> [Prompt] Which lines of the entries contain the word "potted"? Please list them.

*** Opening of Records for processing ***

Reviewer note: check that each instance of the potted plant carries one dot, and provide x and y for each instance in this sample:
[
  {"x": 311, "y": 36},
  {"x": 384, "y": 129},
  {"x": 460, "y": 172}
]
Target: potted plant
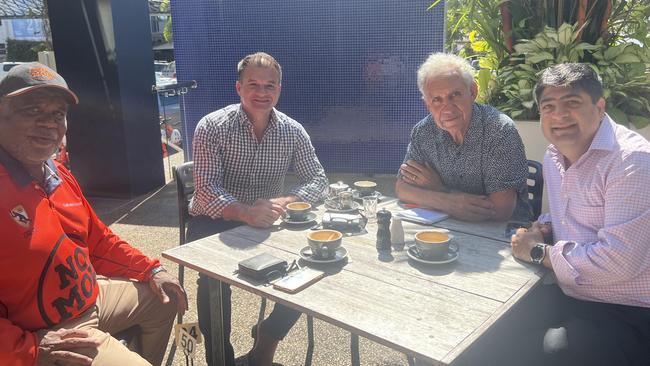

*** Close of Records for processing ***

> [Answer]
Reviewer note: check that each instance of the potted plant carries one dot, and provide x and y for each instance in this sample:
Target: potted plant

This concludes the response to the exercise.